Strained thin copper films as model catalysts in the materials gap

F. Girgsdies, T. Ressler, U. Wild, T. Wübben, T. J. Balk, G. Dehm, L. Zhou, S. Günther, E. Arzt, R. Imbihl, R. Schlögl

Research output: Contribution to journalArticlepeer-review

18 Scopus citations


Thin copper films on silicon constitute model systems to investigate the influence of lattice strain on activity in heterogeneous catalysis. Thin copper films on silicon were investigated by ultraviolet photoelectron spectroscopy (UPS) to reveal the effect of strain in the copper films on the electronic structure of the surface. For cleaned and adsorbate-free surfaces, no effect of strain on the electronic structure was detected by UPS. Conversely, an oxygen-containing film exhibited a distinct effect of strain induced by cyclic heating and cooling on the electronic structure. Comparison with studies on a Cu single crystal under methanol oxidation reaction conditions revealed a characteristic hysteresis behavior in both the adsorbate structure and the catalytic properties of the metal surface. Hence, copper model systems that are suitable to unravel the correlation between strain and catalytic activity need to take the disordered microstructure of "real" copper catalysts into account. The present experiments reveal the correlation between surface restructuring and catalysis on the one side and the influence of lattice strain on either restructuring or the electronic structure of the surface on the other side.

▶ TASK REQUIREMENTS
Reproduce the page on strained thin copper films as model catalysts word for word, from the title through the last line of the abstract.

▶ EXTRACTED INFORMATION
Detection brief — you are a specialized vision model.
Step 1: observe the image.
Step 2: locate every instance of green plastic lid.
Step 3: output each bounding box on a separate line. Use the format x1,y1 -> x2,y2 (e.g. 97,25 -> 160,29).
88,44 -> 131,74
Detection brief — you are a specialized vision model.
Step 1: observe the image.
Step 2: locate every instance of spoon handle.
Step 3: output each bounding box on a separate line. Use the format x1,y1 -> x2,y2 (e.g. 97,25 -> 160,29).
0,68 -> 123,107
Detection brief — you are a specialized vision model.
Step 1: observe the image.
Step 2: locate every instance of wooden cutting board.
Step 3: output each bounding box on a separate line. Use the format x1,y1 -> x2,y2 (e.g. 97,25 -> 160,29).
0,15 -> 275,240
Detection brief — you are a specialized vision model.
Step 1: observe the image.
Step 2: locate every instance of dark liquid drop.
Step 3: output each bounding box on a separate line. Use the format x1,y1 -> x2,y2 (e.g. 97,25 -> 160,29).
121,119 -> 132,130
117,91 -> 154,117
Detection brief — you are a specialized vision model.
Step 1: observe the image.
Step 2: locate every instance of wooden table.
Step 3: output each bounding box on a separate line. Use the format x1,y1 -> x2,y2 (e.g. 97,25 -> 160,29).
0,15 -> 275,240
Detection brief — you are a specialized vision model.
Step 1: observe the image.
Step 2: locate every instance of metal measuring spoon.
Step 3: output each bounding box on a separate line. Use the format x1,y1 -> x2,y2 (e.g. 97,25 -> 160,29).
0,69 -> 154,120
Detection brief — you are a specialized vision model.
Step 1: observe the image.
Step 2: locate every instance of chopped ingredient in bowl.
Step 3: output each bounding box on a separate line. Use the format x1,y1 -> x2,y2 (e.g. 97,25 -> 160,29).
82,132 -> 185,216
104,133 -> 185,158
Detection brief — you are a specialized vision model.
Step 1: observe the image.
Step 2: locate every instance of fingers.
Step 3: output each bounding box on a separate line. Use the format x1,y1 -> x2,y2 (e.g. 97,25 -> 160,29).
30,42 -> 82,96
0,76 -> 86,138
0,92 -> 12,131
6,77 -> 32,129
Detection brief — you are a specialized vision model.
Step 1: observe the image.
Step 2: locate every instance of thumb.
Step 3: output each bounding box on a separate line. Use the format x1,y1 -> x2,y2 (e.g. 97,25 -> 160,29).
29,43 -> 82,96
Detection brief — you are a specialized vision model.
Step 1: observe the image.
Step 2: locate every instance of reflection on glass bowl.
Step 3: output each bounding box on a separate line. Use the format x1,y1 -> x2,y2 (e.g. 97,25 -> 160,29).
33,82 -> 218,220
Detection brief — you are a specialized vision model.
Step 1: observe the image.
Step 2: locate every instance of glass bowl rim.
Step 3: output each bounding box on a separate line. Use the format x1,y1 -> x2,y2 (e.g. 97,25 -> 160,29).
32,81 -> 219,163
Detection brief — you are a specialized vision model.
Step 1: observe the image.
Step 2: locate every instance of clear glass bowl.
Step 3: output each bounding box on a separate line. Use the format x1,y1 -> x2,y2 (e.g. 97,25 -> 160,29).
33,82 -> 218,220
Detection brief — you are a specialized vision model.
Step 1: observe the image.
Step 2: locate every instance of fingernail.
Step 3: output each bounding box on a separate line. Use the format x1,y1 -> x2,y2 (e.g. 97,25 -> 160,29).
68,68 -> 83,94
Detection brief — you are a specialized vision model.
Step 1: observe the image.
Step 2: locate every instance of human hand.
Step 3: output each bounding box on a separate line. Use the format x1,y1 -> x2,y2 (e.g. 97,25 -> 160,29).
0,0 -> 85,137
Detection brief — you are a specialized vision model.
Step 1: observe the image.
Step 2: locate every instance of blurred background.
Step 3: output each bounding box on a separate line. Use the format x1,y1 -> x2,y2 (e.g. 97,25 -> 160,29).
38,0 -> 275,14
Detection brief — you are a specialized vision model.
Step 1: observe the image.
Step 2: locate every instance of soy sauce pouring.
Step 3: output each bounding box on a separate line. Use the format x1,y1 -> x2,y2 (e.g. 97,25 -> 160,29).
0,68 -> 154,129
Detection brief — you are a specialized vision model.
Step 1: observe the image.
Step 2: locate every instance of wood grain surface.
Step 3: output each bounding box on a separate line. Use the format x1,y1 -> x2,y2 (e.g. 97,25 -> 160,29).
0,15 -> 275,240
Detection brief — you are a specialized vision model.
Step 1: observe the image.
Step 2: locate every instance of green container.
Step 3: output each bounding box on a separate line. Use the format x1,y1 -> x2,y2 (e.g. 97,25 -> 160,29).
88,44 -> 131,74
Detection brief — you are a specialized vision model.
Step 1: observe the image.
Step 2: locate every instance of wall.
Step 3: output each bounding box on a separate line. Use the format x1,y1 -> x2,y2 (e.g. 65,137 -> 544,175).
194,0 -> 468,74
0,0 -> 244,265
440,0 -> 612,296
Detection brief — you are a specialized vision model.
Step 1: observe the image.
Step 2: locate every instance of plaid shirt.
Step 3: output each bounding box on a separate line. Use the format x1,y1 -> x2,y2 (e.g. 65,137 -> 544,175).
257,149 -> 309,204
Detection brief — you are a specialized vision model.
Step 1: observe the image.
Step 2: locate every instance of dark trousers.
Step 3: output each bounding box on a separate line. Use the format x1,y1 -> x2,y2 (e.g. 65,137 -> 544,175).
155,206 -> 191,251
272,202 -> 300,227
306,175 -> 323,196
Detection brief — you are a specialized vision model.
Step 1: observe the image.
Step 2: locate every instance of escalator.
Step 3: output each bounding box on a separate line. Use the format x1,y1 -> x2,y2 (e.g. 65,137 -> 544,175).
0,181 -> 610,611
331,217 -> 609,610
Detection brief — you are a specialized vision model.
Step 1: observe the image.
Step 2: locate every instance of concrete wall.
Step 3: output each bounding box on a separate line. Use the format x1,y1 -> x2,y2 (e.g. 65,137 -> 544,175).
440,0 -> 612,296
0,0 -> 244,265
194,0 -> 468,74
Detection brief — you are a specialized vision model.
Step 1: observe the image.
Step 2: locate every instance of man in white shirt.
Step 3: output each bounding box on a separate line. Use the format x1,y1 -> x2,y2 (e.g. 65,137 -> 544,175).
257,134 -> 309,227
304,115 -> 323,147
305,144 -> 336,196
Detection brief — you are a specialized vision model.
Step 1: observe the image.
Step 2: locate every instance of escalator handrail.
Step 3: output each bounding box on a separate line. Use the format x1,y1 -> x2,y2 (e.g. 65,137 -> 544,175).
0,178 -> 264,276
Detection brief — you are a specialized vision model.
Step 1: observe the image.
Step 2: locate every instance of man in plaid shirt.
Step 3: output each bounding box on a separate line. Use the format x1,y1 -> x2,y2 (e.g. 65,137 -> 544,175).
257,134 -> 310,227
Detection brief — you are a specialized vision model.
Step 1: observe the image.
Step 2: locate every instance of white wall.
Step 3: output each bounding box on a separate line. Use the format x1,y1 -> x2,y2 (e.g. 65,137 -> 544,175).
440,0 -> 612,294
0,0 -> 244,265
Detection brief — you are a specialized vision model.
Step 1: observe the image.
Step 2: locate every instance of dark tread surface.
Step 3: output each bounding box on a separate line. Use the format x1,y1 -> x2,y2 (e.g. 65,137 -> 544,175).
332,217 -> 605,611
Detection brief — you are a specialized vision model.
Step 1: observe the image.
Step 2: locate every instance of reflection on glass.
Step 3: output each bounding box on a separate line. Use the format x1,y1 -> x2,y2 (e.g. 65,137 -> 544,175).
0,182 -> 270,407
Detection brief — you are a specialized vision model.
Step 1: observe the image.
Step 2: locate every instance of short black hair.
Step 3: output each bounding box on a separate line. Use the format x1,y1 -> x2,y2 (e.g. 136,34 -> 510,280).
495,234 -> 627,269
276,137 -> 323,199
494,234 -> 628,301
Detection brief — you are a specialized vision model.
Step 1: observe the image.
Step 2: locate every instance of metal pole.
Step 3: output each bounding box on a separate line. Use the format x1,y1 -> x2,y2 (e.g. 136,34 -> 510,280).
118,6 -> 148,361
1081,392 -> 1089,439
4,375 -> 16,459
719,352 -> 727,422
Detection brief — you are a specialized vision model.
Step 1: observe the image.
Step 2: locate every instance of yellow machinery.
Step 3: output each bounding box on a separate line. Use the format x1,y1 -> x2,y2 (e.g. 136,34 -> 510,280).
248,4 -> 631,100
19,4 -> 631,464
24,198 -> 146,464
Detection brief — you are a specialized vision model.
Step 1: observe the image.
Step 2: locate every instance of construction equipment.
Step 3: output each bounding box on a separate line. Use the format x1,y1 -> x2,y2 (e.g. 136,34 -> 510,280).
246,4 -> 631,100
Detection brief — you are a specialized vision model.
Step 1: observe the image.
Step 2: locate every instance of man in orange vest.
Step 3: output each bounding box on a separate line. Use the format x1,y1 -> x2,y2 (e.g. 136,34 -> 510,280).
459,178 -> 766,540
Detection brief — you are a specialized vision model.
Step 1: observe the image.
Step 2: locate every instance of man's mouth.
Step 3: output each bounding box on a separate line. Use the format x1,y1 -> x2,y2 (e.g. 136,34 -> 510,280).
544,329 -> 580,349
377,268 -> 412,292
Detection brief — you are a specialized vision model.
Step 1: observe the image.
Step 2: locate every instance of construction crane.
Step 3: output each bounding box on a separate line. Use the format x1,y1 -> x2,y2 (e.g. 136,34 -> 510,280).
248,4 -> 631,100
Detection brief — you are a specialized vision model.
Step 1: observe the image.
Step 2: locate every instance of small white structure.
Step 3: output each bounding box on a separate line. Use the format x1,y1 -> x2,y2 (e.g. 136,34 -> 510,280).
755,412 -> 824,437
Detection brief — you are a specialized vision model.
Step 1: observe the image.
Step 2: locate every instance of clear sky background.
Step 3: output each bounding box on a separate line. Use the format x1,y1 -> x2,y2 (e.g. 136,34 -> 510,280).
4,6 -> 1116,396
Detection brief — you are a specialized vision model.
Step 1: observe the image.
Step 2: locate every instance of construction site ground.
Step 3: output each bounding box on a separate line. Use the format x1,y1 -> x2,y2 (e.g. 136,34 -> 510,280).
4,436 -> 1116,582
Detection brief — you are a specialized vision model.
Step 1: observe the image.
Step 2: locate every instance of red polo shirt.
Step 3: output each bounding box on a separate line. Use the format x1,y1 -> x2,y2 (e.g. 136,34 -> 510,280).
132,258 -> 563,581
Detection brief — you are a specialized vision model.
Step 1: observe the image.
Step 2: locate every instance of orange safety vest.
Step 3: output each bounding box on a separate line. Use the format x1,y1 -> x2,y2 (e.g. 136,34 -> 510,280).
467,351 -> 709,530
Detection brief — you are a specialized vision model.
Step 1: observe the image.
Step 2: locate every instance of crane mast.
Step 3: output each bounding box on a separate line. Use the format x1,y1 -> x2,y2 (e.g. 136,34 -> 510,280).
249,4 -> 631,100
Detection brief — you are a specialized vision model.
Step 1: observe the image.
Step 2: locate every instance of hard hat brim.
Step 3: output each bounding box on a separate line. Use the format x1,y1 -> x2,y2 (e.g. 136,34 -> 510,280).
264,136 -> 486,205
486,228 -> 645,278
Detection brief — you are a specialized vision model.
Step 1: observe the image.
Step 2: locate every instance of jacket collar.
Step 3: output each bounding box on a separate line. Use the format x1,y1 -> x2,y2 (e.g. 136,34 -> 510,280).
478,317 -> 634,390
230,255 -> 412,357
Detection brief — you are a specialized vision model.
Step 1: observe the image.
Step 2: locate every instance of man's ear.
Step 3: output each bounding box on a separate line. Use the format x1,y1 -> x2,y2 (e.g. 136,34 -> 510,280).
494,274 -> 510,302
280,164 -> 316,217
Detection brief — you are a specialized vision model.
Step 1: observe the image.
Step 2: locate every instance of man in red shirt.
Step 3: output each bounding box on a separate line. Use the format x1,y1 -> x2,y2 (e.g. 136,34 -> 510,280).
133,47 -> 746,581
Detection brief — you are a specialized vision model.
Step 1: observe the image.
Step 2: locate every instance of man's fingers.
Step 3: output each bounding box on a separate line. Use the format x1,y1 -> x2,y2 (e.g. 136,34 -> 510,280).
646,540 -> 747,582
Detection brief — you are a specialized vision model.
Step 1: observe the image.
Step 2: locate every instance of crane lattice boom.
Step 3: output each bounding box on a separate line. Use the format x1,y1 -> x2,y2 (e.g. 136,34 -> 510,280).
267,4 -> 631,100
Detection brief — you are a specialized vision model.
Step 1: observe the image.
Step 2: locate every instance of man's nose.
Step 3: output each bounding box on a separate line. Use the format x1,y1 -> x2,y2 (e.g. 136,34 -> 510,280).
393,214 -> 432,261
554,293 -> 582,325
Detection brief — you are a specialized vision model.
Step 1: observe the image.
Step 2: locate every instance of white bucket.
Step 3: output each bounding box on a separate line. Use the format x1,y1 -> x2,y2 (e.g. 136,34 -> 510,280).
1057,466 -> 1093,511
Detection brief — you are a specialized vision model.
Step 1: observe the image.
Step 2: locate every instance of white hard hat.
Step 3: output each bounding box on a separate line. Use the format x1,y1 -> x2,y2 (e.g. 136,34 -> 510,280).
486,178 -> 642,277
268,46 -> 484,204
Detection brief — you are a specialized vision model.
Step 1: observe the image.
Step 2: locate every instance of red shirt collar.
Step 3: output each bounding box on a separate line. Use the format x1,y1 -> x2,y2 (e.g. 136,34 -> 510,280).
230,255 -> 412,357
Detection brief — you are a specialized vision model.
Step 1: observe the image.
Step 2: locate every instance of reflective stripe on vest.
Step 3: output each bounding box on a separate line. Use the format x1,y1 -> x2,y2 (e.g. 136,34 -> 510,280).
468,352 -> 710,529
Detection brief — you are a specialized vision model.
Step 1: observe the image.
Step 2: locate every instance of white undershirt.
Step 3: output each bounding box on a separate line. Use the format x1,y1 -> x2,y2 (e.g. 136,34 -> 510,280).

▶ ANSWER SPACE
Strained thin copper films as model catalysts in the materials gap

F. Girgsdies, T. Ressler, U. Wild, T. Wübben, T. J. Balk, G. Dehm, L. Zhou, S. Günther, E. Arzt, R. Imbihl, R. Schlögl

Research output: Contribution to journalArticlepeer-review

18 Scopus citations


Thin copper films on silicon constitute model systems to investigate the influence of lattice strain on activity in heterogeneous catalysis. Thin copper films on silicon were investigated by ultraviolet photoelectron spectroscopy (UPS) to reveal the effect of strain in the copper films on the electronic structure of the surface. For cleaned and adsorbate-free surfaces, no effect of strain on the electronic structure was detected by UPS. Conversely, an oxygen-containing film exhibited a distinct effect of strain induced by cyclic heating and cooling on the electronic structure. Comparison with studies on a Cu single crystal under methanol oxidation reaction conditions revealed a characteristic hysteresis behavior in both the adsorbate structure and the catalytic properties of the metal surface. Hence, copper model systems that are suitable to unravel the correlation between strain and catalytic activity need to take the disordered microstructure of "real" copper catalysts into account. The present experiments reveal the correlation between surface restructuring and catalysis on the one side and the influence of lattice strain on either restructuring or the electronic structure of the surface on the other side.